## Task description
Only the lines from the one holding "Phrase: outstretched hand" to the final line of the material below belong in the answer, transcribed exactly.

## Data for analysis

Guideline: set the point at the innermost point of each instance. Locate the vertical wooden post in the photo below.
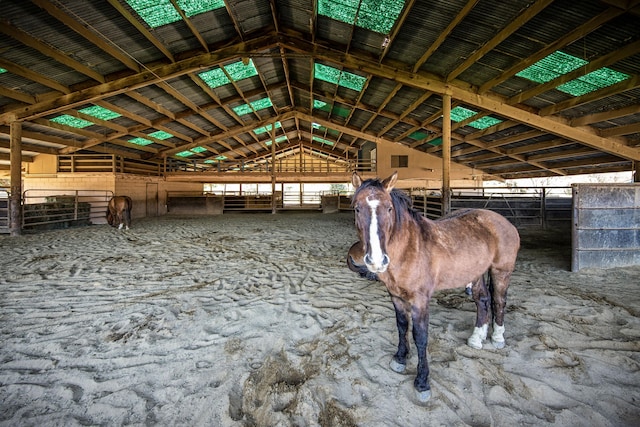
(15, 202)
(273, 168)
(446, 154)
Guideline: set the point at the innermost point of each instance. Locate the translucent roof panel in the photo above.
(266, 128)
(593, 81)
(260, 104)
(559, 63)
(68, 120)
(278, 140)
(237, 71)
(338, 77)
(140, 141)
(185, 153)
(191, 152)
(374, 15)
(160, 134)
(324, 129)
(322, 140)
(100, 112)
(161, 12)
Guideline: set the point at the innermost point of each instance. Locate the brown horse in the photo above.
(119, 211)
(415, 256)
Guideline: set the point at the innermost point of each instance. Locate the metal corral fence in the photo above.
(229, 201)
(48, 209)
(70, 163)
(523, 206)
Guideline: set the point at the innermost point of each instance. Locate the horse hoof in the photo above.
(397, 367)
(474, 343)
(423, 396)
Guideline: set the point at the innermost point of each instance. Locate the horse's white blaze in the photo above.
(478, 336)
(377, 256)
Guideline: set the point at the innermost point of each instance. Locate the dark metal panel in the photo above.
(606, 225)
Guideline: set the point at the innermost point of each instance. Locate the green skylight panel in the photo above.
(100, 112)
(216, 159)
(278, 140)
(140, 141)
(560, 63)
(593, 81)
(237, 70)
(160, 134)
(341, 78)
(191, 152)
(75, 122)
(551, 67)
(161, 12)
(459, 114)
(322, 140)
(185, 153)
(374, 15)
(266, 128)
(485, 122)
(260, 104)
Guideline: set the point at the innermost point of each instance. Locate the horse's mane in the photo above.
(402, 203)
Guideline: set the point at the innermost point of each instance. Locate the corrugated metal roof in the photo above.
(62, 56)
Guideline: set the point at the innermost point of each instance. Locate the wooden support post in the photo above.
(446, 154)
(273, 168)
(15, 202)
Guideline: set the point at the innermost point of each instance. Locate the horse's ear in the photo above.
(390, 182)
(356, 181)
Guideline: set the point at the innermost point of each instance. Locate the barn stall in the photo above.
(105, 98)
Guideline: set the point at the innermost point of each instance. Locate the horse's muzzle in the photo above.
(377, 267)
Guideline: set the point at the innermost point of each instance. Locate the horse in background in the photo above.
(415, 256)
(119, 211)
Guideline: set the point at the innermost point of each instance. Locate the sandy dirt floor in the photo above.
(255, 320)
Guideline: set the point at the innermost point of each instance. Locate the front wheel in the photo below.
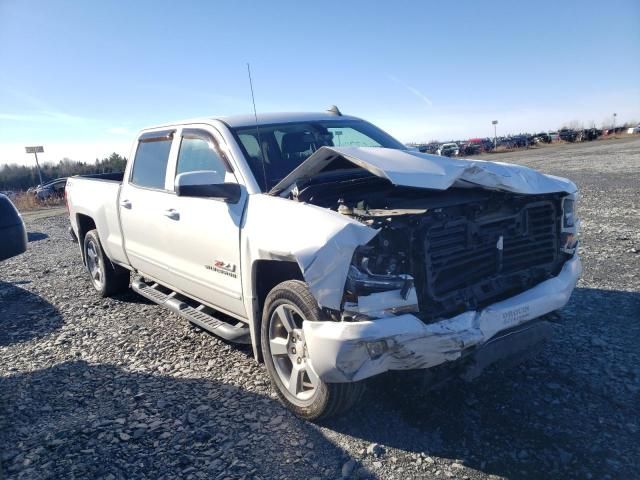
(285, 354)
(106, 277)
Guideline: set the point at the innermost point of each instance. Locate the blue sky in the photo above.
(82, 77)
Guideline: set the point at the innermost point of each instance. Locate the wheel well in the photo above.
(85, 224)
(268, 274)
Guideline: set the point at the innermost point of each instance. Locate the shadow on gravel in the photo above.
(129, 296)
(571, 412)
(36, 236)
(77, 420)
(25, 315)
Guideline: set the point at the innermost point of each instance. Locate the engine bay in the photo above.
(453, 250)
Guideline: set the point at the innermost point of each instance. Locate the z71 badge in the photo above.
(224, 268)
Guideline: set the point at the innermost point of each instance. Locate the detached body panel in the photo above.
(344, 351)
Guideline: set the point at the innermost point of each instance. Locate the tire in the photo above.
(285, 354)
(106, 277)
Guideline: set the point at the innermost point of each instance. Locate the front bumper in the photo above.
(340, 351)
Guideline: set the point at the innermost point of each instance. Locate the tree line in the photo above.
(20, 177)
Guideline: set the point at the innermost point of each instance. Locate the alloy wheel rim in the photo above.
(289, 352)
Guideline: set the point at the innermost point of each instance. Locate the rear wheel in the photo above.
(106, 277)
(285, 354)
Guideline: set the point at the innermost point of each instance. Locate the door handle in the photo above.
(172, 214)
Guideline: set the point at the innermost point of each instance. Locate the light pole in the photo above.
(495, 134)
(35, 151)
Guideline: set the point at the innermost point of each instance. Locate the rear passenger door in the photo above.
(144, 204)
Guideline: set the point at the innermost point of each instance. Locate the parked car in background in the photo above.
(448, 150)
(51, 190)
(335, 263)
(570, 135)
(9, 193)
(13, 234)
(591, 133)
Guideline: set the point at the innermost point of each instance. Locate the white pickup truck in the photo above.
(338, 253)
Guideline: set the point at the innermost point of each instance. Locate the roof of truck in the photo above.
(247, 120)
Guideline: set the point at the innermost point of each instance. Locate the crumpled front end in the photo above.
(352, 351)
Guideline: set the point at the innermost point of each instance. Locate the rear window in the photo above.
(150, 163)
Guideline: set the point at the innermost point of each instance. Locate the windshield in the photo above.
(285, 146)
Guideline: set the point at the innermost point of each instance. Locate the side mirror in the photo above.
(206, 184)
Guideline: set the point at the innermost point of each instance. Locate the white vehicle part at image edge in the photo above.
(339, 351)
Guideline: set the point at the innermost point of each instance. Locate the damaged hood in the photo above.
(421, 170)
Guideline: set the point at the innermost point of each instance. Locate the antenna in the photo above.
(255, 115)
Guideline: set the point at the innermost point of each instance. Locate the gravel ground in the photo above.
(120, 388)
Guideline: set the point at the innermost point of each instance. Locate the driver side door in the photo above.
(204, 235)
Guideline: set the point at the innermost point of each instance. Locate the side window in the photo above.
(197, 154)
(150, 163)
(250, 145)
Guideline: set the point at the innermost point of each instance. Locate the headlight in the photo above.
(570, 225)
(364, 283)
(568, 213)
(376, 283)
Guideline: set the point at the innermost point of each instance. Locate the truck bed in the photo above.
(95, 197)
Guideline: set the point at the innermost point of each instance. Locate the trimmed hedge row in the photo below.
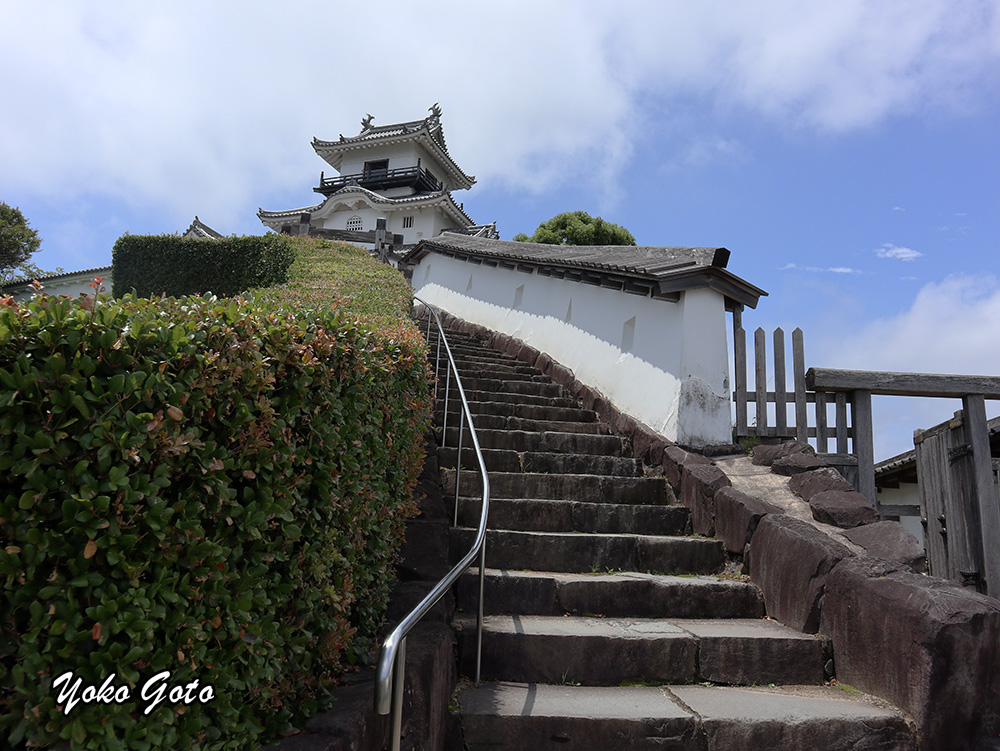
(211, 489)
(154, 265)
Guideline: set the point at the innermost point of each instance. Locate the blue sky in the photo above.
(845, 152)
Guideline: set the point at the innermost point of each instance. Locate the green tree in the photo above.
(17, 239)
(578, 228)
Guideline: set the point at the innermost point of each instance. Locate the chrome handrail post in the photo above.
(390, 669)
(398, 680)
(444, 423)
(458, 463)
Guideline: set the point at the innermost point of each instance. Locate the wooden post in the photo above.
(799, 373)
(864, 447)
(841, 423)
(821, 443)
(986, 501)
(760, 380)
(380, 246)
(780, 395)
(740, 365)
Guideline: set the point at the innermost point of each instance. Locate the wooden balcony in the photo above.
(417, 178)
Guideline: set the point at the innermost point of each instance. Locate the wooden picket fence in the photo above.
(763, 413)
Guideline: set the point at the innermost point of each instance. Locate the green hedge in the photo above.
(211, 488)
(154, 265)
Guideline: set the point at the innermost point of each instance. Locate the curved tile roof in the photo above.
(662, 272)
(429, 131)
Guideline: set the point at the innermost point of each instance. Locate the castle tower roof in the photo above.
(427, 132)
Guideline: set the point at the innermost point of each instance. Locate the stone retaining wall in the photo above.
(930, 647)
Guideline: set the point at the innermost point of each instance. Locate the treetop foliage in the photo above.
(578, 228)
(17, 239)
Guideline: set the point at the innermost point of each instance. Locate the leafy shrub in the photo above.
(154, 265)
(210, 488)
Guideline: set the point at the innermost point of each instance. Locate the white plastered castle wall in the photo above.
(664, 363)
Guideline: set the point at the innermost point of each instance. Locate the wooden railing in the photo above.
(820, 430)
(381, 178)
(973, 530)
(961, 505)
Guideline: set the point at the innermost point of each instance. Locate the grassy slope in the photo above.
(333, 273)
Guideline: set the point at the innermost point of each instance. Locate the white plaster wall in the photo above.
(908, 493)
(73, 286)
(664, 363)
(399, 156)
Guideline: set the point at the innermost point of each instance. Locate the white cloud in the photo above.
(888, 250)
(951, 327)
(820, 269)
(210, 106)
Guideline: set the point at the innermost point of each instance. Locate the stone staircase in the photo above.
(607, 625)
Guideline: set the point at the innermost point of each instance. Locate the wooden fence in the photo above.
(811, 419)
(957, 475)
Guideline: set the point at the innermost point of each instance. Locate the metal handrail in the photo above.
(392, 655)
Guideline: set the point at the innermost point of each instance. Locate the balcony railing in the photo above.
(381, 179)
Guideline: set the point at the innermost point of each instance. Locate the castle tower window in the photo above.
(377, 168)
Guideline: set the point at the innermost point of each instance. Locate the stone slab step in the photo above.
(542, 387)
(534, 515)
(677, 718)
(549, 440)
(597, 651)
(568, 487)
(499, 396)
(467, 362)
(499, 422)
(583, 553)
(496, 371)
(505, 460)
(631, 594)
(514, 409)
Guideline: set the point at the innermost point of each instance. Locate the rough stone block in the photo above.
(842, 508)
(587, 395)
(527, 353)
(794, 464)
(891, 542)
(808, 484)
(561, 374)
(790, 561)
(765, 454)
(737, 516)
(351, 726)
(925, 644)
(648, 445)
(675, 459)
(699, 484)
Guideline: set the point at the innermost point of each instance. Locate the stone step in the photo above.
(549, 441)
(489, 371)
(469, 363)
(499, 422)
(600, 651)
(596, 553)
(677, 718)
(505, 460)
(532, 515)
(543, 386)
(515, 409)
(499, 396)
(629, 594)
(566, 487)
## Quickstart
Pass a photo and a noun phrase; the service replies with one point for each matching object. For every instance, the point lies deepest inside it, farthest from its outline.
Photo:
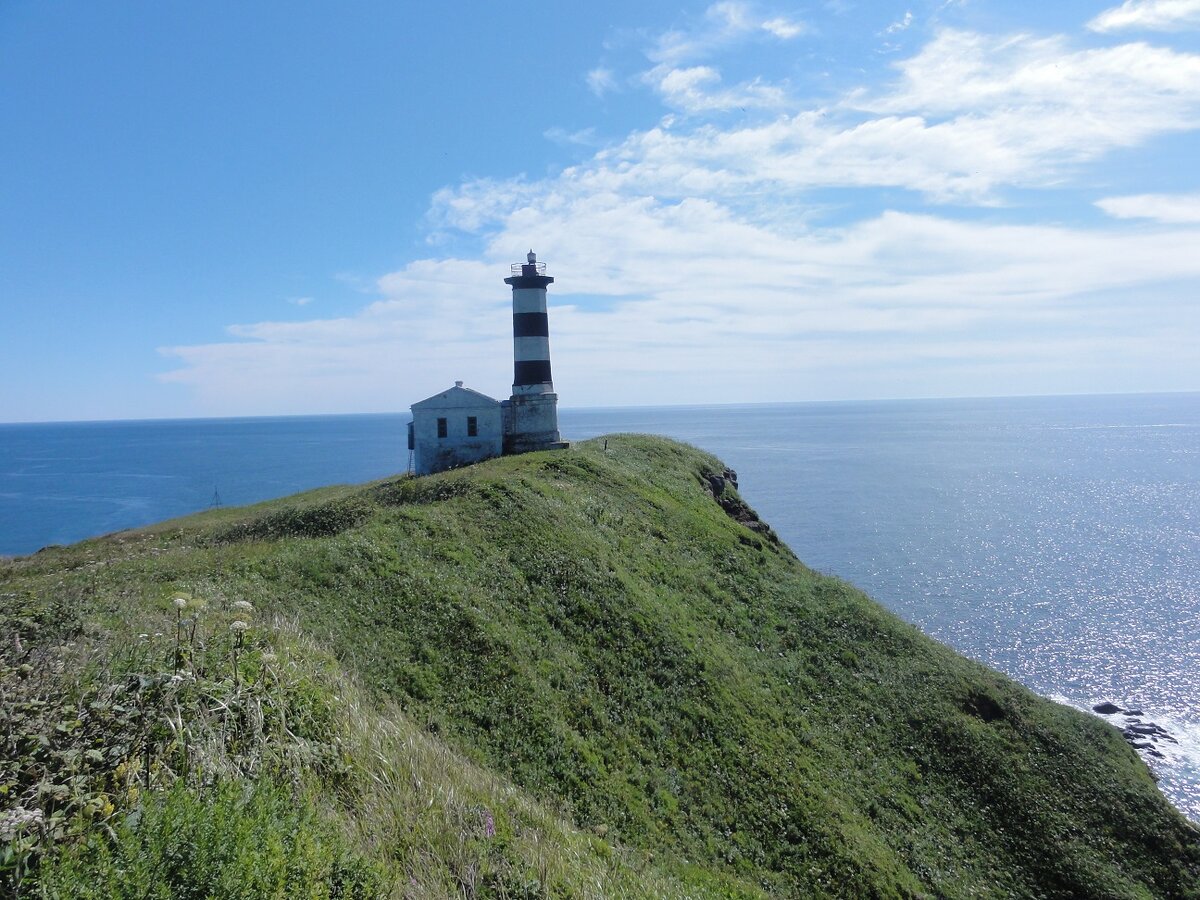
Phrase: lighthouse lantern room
(526, 421)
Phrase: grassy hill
(581, 673)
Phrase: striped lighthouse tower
(531, 414)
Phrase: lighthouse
(531, 414)
(460, 425)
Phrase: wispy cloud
(1175, 209)
(900, 24)
(1149, 15)
(784, 29)
(681, 264)
(601, 81)
(721, 25)
(699, 89)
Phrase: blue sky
(239, 209)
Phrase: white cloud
(706, 306)
(1150, 15)
(601, 81)
(784, 29)
(683, 276)
(723, 24)
(900, 25)
(1173, 209)
(697, 89)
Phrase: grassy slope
(595, 629)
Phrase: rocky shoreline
(1141, 735)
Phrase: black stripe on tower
(535, 371)
(531, 324)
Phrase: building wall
(531, 423)
(457, 448)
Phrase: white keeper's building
(460, 426)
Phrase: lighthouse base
(531, 423)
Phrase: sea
(1055, 539)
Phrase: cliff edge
(577, 673)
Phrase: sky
(265, 209)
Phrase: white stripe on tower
(531, 329)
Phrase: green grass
(559, 675)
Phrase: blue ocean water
(1056, 539)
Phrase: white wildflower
(19, 820)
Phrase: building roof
(456, 397)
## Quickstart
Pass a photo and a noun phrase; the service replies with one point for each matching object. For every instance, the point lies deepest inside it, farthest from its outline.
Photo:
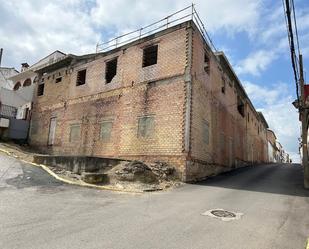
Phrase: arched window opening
(17, 86)
(27, 82)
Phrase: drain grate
(223, 214)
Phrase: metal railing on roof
(185, 14)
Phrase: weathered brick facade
(174, 110)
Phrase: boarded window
(40, 90)
(206, 132)
(81, 77)
(150, 56)
(74, 133)
(240, 107)
(59, 79)
(206, 63)
(146, 127)
(111, 70)
(106, 129)
(222, 141)
(34, 127)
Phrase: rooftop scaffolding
(185, 14)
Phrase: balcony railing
(186, 14)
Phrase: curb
(82, 184)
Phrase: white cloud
(276, 104)
(31, 29)
(256, 62)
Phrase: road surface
(38, 212)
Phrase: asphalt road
(37, 211)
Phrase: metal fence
(186, 14)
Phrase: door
(52, 130)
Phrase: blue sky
(252, 33)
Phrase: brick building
(165, 97)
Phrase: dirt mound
(162, 170)
(132, 171)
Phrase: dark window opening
(145, 127)
(206, 63)
(81, 77)
(223, 85)
(106, 129)
(17, 86)
(111, 70)
(206, 132)
(240, 107)
(40, 89)
(150, 56)
(74, 133)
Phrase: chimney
(1, 51)
(24, 66)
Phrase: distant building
(16, 97)
(5, 74)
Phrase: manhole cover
(223, 214)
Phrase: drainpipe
(188, 84)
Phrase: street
(38, 212)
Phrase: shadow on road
(274, 178)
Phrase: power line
(291, 43)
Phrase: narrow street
(38, 212)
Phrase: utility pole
(304, 122)
(1, 51)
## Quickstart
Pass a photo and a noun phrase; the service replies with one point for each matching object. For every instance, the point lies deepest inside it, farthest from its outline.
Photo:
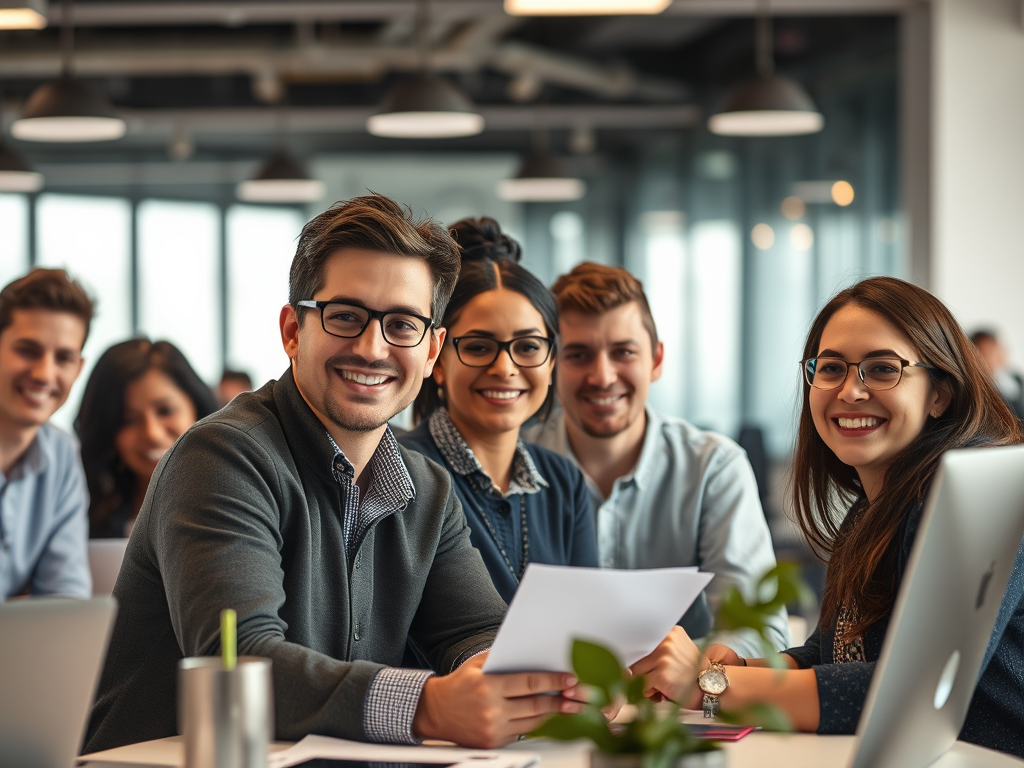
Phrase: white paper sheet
(339, 749)
(629, 611)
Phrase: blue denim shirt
(559, 522)
(43, 520)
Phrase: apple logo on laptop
(983, 587)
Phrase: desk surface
(759, 750)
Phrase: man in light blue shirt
(44, 321)
(665, 493)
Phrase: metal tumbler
(226, 716)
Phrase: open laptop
(945, 610)
(51, 651)
(105, 556)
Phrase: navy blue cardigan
(995, 718)
(559, 521)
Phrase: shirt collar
(525, 476)
(389, 477)
(33, 461)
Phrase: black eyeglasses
(349, 321)
(479, 351)
(875, 373)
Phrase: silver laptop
(52, 651)
(105, 556)
(945, 610)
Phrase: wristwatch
(713, 682)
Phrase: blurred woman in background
(140, 397)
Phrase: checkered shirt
(526, 478)
(394, 693)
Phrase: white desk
(756, 751)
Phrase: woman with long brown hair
(890, 383)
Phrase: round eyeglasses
(349, 321)
(875, 373)
(479, 351)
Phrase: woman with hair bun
(140, 397)
(523, 503)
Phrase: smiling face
(606, 367)
(157, 413)
(355, 385)
(867, 428)
(501, 396)
(40, 357)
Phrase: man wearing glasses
(295, 506)
(664, 493)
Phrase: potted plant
(655, 737)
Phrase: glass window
(179, 280)
(260, 246)
(13, 237)
(665, 282)
(716, 314)
(91, 239)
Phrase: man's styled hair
(52, 290)
(594, 289)
(373, 222)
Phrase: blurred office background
(918, 171)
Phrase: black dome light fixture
(543, 177)
(281, 179)
(67, 109)
(425, 105)
(768, 104)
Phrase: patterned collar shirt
(525, 477)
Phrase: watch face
(713, 681)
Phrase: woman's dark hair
(862, 560)
(489, 260)
(99, 419)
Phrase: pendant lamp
(23, 14)
(68, 110)
(768, 104)
(542, 178)
(425, 105)
(281, 179)
(15, 174)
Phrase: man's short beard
(369, 423)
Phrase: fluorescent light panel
(69, 129)
(23, 14)
(425, 124)
(765, 123)
(20, 181)
(583, 7)
(541, 189)
(281, 190)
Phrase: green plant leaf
(597, 666)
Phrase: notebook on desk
(945, 610)
(52, 651)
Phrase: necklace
(525, 540)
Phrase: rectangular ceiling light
(583, 7)
(23, 14)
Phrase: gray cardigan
(244, 512)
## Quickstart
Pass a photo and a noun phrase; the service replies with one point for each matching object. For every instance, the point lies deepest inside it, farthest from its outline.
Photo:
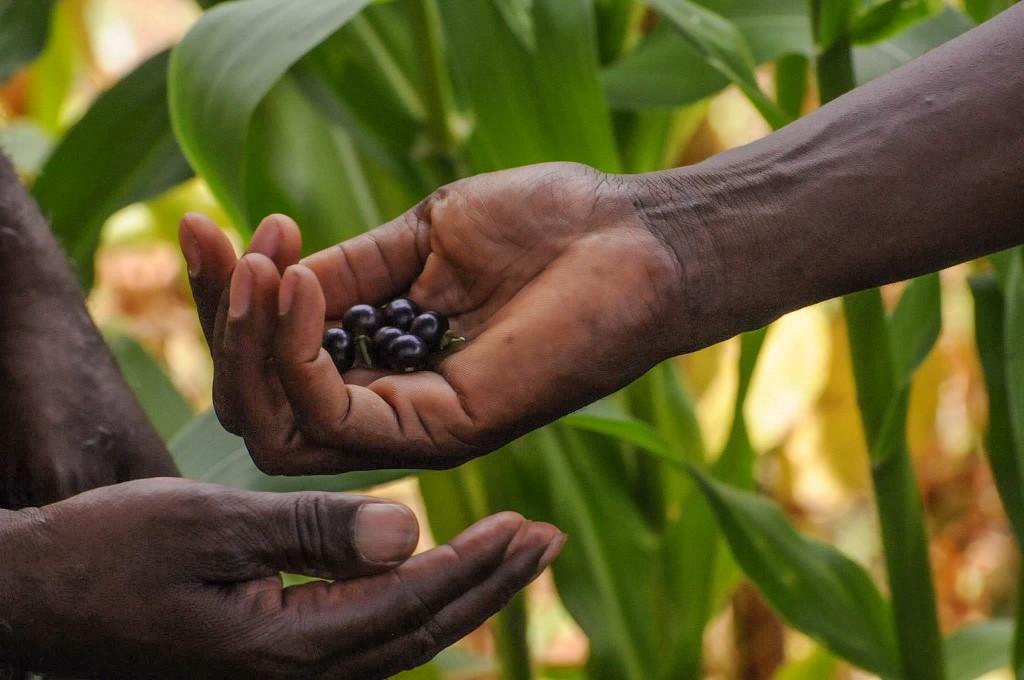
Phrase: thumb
(329, 536)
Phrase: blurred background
(801, 411)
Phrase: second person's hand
(562, 292)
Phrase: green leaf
(544, 105)
(975, 650)
(301, 166)
(1005, 455)
(163, 404)
(835, 18)
(518, 15)
(887, 18)
(814, 587)
(664, 72)
(204, 451)
(120, 153)
(878, 59)
(725, 48)
(25, 26)
(771, 29)
(225, 67)
(914, 326)
(603, 418)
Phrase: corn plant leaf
(301, 165)
(125, 142)
(205, 452)
(771, 29)
(225, 67)
(814, 587)
(667, 71)
(25, 26)
(835, 19)
(604, 418)
(519, 16)
(1005, 455)
(976, 650)
(664, 72)
(547, 104)
(163, 404)
(873, 60)
(914, 326)
(724, 47)
(889, 17)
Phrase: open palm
(558, 287)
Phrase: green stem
(901, 514)
(438, 92)
(510, 637)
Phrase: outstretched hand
(561, 291)
(173, 579)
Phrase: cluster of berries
(396, 337)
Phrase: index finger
(376, 265)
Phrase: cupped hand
(562, 292)
(173, 579)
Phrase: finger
(210, 259)
(346, 426)
(243, 380)
(329, 536)
(375, 266)
(279, 238)
(429, 600)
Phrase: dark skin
(568, 284)
(51, 355)
(166, 578)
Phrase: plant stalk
(898, 500)
(438, 93)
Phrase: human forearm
(919, 170)
(68, 420)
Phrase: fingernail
(286, 292)
(242, 291)
(267, 241)
(189, 248)
(385, 533)
(553, 550)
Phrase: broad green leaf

## Answer box
Phrase: outstretched hand
(561, 291)
(173, 579)
Phrase: cluster of berries
(396, 337)
Phrase: index finger
(376, 265)
Phrase: cupped hand
(562, 292)
(173, 579)
Phrase: finger
(210, 259)
(346, 426)
(243, 380)
(329, 536)
(375, 266)
(279, 238)
(429, 600)
Phrase: dark skin
(568, 284)
(51, 355)
(166, 578)
Phrase: plant stalk
(898, 500)
(438, 93)
Phrase: human forearm
(919, 170)
(68, 420)
Phrase: fingernail
(286, 292)
(242, 291)
(267, 241)
(189, 248)
(385, 533)
(553, 550)
Phrase: broad green leaf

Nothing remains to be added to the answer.